* [Challenge] Output the line containing "the inflatable snow" and each line after it through the end of the data, exactly as written, with pictures left out.
##### Records for this task
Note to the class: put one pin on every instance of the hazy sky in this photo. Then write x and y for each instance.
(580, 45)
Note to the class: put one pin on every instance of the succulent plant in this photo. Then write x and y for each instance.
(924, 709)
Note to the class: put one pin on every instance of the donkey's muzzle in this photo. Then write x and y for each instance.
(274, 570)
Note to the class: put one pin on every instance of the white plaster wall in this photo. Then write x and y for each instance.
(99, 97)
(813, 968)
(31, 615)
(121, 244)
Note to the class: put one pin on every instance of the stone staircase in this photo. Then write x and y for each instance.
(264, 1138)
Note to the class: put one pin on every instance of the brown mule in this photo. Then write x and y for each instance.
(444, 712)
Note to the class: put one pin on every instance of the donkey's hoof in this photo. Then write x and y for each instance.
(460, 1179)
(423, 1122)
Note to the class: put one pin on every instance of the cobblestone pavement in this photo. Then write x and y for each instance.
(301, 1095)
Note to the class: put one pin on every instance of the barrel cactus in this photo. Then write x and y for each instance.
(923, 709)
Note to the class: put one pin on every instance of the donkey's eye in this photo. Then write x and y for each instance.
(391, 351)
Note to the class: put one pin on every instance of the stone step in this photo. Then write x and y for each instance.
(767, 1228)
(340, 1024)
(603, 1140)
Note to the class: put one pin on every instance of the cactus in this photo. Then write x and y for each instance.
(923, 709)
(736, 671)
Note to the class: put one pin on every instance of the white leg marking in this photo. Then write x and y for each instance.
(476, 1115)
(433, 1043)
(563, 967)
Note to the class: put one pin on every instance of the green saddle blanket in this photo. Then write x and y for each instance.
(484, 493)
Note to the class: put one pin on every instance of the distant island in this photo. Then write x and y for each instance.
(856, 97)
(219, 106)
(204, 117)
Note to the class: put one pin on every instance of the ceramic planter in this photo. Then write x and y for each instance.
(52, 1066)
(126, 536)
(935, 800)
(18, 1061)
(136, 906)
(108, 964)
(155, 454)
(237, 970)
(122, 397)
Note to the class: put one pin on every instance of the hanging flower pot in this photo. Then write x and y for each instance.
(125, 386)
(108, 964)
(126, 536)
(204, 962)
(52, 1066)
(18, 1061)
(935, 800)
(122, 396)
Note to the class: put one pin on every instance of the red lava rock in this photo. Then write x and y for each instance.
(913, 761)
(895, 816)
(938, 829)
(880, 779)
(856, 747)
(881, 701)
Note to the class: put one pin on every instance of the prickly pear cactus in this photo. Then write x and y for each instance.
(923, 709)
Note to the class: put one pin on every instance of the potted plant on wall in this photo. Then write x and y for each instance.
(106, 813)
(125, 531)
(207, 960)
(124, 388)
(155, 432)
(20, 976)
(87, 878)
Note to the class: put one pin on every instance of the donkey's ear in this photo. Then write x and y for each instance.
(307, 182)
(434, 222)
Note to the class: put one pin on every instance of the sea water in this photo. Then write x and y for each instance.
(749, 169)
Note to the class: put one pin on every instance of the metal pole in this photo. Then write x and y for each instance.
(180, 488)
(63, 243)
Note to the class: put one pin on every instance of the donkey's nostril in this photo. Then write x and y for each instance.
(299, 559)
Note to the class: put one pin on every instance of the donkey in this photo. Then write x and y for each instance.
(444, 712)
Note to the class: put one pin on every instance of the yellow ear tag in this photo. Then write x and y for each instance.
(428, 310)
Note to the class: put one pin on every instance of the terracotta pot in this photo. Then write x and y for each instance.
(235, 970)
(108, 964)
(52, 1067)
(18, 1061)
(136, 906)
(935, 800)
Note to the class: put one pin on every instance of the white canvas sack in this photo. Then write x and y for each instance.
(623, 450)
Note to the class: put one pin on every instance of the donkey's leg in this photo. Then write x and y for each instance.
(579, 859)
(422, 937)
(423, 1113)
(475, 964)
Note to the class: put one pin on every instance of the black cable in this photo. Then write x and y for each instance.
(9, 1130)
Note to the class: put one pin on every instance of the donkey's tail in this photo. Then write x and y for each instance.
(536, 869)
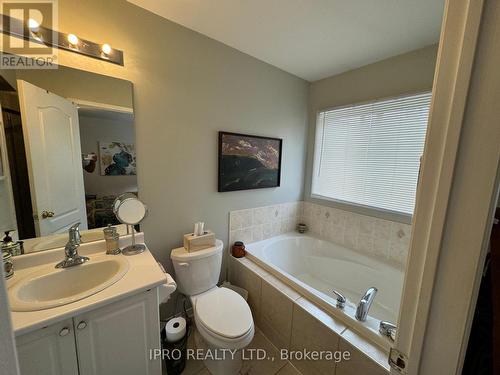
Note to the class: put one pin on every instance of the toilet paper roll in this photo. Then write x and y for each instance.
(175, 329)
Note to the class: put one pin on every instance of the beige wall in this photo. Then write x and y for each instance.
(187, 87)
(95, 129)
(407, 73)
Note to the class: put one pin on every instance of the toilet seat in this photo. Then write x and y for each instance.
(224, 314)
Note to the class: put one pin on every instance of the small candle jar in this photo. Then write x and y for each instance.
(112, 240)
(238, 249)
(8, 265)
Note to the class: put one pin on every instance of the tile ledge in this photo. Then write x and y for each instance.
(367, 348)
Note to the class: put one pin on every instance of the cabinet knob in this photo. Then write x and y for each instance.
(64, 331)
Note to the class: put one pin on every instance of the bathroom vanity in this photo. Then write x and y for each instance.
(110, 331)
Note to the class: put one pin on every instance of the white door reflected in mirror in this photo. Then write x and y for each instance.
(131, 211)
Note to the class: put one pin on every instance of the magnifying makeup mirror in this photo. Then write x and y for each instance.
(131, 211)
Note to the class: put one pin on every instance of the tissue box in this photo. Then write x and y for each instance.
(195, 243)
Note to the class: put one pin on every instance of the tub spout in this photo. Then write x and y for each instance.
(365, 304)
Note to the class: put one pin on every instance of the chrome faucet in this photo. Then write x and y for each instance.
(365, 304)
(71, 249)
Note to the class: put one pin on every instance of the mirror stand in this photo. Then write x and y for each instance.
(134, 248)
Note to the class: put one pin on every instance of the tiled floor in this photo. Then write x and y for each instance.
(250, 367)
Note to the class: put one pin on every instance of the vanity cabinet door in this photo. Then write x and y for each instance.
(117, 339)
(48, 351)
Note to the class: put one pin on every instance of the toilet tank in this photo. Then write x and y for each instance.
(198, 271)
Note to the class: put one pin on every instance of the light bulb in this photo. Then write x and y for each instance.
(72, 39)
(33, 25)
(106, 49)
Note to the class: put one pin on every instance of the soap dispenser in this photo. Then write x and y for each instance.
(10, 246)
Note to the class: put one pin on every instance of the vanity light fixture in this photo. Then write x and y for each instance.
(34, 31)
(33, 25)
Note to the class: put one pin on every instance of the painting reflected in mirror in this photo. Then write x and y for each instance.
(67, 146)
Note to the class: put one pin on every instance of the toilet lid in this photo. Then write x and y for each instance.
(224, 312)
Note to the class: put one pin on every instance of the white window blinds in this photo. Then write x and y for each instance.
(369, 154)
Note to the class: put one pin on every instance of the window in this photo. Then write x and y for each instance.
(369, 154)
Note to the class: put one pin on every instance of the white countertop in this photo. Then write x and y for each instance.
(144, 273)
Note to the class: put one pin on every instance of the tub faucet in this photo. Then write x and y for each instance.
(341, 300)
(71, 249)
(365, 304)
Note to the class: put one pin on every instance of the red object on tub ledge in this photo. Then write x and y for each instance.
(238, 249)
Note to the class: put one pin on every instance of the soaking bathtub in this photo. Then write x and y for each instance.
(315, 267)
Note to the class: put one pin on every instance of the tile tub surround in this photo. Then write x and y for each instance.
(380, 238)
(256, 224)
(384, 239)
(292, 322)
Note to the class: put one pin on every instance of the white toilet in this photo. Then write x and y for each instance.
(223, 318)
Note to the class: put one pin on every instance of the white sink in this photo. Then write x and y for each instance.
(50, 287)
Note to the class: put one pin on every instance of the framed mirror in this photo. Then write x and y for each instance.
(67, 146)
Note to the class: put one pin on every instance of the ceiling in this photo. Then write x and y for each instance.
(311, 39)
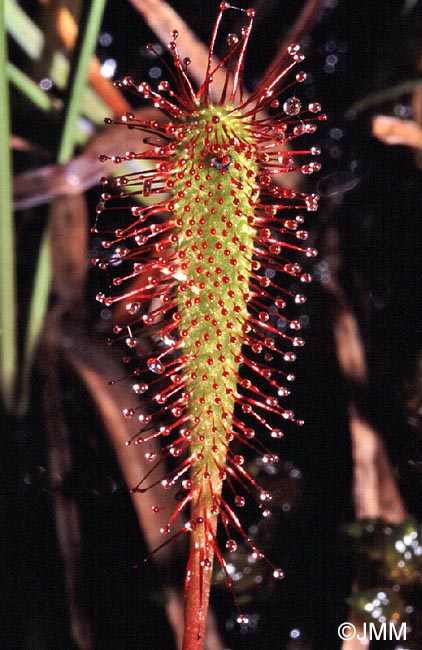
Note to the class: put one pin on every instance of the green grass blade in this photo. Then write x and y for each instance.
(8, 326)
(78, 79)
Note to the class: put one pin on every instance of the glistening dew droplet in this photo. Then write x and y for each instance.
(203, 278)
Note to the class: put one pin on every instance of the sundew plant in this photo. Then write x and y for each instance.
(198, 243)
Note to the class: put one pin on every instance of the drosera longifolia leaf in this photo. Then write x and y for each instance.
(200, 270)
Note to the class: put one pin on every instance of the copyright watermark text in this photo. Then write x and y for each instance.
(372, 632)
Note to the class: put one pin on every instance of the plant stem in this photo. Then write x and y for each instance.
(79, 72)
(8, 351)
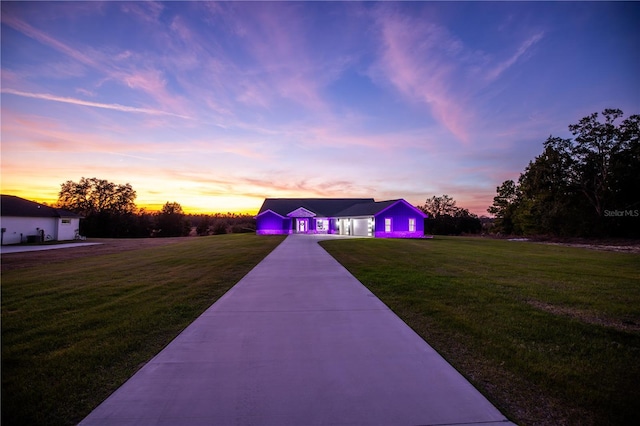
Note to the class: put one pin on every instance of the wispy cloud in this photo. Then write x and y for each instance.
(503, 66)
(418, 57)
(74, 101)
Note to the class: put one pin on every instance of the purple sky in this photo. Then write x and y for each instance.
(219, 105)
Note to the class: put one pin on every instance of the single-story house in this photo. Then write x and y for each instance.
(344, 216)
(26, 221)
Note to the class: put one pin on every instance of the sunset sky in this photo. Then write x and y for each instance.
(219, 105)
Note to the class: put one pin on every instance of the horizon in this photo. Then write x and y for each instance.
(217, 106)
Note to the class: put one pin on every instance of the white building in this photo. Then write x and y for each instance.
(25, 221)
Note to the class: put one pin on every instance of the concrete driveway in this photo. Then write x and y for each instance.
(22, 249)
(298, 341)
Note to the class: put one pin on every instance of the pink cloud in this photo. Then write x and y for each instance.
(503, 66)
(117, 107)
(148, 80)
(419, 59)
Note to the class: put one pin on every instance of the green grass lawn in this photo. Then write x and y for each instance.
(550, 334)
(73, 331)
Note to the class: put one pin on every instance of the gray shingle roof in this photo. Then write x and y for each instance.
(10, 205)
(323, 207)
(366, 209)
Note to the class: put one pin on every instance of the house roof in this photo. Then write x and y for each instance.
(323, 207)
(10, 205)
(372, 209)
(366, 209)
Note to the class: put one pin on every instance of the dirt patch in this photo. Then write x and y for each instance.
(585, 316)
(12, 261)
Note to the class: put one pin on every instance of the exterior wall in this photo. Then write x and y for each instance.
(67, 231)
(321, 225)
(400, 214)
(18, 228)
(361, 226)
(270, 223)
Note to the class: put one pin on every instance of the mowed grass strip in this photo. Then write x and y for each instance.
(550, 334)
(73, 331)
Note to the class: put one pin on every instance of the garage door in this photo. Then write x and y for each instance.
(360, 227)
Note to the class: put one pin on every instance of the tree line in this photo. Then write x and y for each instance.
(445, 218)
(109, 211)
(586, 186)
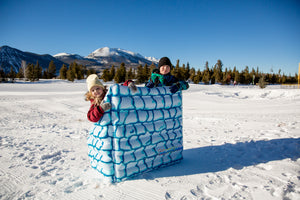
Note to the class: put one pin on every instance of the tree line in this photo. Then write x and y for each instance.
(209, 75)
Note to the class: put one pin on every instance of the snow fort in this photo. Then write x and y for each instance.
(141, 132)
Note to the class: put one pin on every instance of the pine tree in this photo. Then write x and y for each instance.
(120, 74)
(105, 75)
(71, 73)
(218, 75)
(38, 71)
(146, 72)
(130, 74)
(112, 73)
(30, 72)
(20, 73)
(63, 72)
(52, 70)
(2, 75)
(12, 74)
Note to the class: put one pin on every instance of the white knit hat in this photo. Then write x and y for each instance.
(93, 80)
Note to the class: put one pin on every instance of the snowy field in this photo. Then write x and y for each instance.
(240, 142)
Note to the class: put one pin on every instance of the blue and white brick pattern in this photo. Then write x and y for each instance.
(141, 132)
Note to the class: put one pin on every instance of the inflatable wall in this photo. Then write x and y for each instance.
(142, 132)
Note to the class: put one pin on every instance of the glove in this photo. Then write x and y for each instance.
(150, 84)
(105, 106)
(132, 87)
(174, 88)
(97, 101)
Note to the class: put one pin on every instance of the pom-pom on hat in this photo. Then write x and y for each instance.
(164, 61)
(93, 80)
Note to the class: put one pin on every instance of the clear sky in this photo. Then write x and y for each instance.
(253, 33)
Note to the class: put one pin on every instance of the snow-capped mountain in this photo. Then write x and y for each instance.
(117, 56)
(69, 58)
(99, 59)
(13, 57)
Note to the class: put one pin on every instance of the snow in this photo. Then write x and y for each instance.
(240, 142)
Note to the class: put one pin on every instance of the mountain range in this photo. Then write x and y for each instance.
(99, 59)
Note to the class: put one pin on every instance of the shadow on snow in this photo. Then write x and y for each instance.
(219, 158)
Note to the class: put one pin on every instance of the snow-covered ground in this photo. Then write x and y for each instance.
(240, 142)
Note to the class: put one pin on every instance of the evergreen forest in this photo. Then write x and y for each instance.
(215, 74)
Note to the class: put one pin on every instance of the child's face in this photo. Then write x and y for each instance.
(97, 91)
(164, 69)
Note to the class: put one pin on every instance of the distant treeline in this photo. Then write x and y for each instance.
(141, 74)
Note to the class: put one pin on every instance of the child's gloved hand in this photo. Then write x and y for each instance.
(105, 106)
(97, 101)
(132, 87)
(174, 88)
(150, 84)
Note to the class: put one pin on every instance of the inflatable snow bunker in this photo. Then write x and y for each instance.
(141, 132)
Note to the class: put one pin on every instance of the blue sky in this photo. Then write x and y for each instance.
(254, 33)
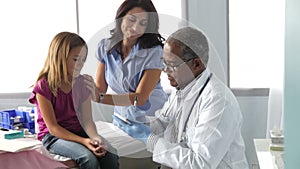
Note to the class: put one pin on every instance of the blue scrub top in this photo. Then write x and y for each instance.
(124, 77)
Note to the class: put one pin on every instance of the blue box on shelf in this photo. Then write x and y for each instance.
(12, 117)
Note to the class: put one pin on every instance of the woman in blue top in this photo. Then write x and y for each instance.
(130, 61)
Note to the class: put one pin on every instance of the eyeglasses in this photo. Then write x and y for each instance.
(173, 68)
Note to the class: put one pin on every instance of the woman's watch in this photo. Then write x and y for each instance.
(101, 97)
##########
* [Reply]
Note to the class: put one pin on every instance of the inflatable snow bunker in this photo. Then write x and y for each instance.
(141, 132)
Note to the class: put one pin on every instance of the blue sky in this photo. Then write x and y for each instance.
(254, 33)
Note to the class: put one pin on every instance of the blue scrub top in this photo. Then write x and y for each instance.
(124, 77)
Note to the class: put one pin on every instance of the blue box on shelf in this photo. Then write x and y for each instance.
(12, 117)
Note to the class: put one pin on every instance of the woman in blue top in this photo. Then write x and y for each instance.
(130, 61)
Note to the class: put one pin on every instance of the eyeglasses in this photo. Then write x and y for each instance.
(173, 68)
Note to the class: put one pin on every instance of the woman's watch in this photo. Then write x and y for each instance.
(101, 97)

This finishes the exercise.